Those eligible include anyone 18 and older who received the initial one-shot Johnson & Johnson vaccine more than two months ago and students who live in university-run housing and received the two-shot Pfizer or Moderna vaccine at least six months ago.
So, on a recent Tuesday, students and staff found their way to a UB-run clinic in Talbert Hall, where they waited in line for their booster. The on-campus flu and COVID-19 vaccination clinics are being extended until Dec. 16. The clinics are taking Thanksgiving week off, but will resume on Nov. 30. The locations and days/times remain the same. UB also hosts a New York State vaccination site in Harriman Hall on the South Campus.
Julie Jones, a staff member in the School of Law: “My doctor recommended it,” she says of the booster. “They say the initial shot loses its efficacy after six months, so I just want to keep that protection … It makes me feel safer getting it.”
Vijayananda Kodadala, a graduate student in management information systems: “I have an autoimmune disease, so I want to get a booster – just to be sure,” he says. While he was at it, Kodadala rolled up his sleeve to get a flu shot, too.
Nikoleta Antoniou, a senior psychology major, already had COVID once — fortunately it wasn’t that bad — but she doesn’t need to get sick again. “Or transmit to older people who might have symptoms worse than me,” she says. “I believe the vaccine helps us to be safer and to not transmit the virus further,” Antoniou says. “Also, it’s for convenience. Many of the things we have to do in life require us to be vaccinated.”
Ambre Amat, a junior environmental geosciences major, expects a booster to help her maintain a semi-normal lifestyle amid the pandemic, whether it’s to run errands or travel home to France. She’s concerned about public apathy toward the virus as the pandemic wears on. “I think it’s not being taken as seriously as it used to be,” Amat says. “Everyone thinks COVID is like an old story — but it’s still here.”

**Exercise objective:** Write out the part of the booster article above from "Julie Jones, a" to "flu shot, too.", word for word.

(Saved entries)
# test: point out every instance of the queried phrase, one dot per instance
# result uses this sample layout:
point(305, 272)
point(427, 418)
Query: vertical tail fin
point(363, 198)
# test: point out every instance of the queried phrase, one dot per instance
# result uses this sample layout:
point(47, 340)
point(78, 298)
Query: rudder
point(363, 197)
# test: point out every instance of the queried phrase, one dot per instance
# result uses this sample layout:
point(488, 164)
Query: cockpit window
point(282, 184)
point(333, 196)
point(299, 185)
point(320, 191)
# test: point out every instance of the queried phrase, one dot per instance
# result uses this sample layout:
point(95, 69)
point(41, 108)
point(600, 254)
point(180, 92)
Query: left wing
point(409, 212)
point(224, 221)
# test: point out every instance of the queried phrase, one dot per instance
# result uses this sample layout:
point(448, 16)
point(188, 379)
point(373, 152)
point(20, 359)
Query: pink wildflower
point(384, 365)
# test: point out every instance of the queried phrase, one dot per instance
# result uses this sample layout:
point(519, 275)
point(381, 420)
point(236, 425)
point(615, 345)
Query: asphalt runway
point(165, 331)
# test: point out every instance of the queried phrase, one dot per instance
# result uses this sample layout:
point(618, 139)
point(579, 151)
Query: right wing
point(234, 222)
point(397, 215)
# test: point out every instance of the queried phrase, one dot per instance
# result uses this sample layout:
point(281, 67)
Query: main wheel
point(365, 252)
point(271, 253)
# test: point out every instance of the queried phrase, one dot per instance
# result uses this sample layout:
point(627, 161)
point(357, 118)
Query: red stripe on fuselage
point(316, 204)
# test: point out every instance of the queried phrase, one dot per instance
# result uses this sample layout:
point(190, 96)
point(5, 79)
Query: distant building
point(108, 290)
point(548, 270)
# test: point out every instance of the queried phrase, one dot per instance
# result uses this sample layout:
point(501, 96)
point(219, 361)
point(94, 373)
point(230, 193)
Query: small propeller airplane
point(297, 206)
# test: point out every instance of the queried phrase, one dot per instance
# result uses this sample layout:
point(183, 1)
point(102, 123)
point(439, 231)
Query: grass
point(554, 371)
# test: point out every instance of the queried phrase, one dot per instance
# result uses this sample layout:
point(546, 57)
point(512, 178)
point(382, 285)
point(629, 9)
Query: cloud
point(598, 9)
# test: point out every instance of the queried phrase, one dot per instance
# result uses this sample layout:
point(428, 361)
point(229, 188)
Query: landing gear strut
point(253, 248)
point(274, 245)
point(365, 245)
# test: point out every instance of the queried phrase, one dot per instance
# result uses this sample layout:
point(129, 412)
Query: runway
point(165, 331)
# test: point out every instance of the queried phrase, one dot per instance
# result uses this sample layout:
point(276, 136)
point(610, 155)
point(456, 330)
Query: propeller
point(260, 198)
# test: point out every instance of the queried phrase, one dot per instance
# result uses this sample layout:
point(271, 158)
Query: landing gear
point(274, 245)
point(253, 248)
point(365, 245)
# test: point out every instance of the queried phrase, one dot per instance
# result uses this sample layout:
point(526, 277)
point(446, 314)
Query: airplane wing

**Finished exercise:**
Julie Jones, a staff member in the School of Law: “My doctor recommended it,” she says of the booster. “They say the initial shot loses its efficacy after six months, so I just want to keep that protection … It makes me feel safer getting it.”
Vijayananda Kodadala, a graduate student in management information systems: “I have an autoimmune disease, so I want to get a booster – just to be sure,” he says. While he was at it, Kodadala rolled up his sleeve to get a flu shot, too.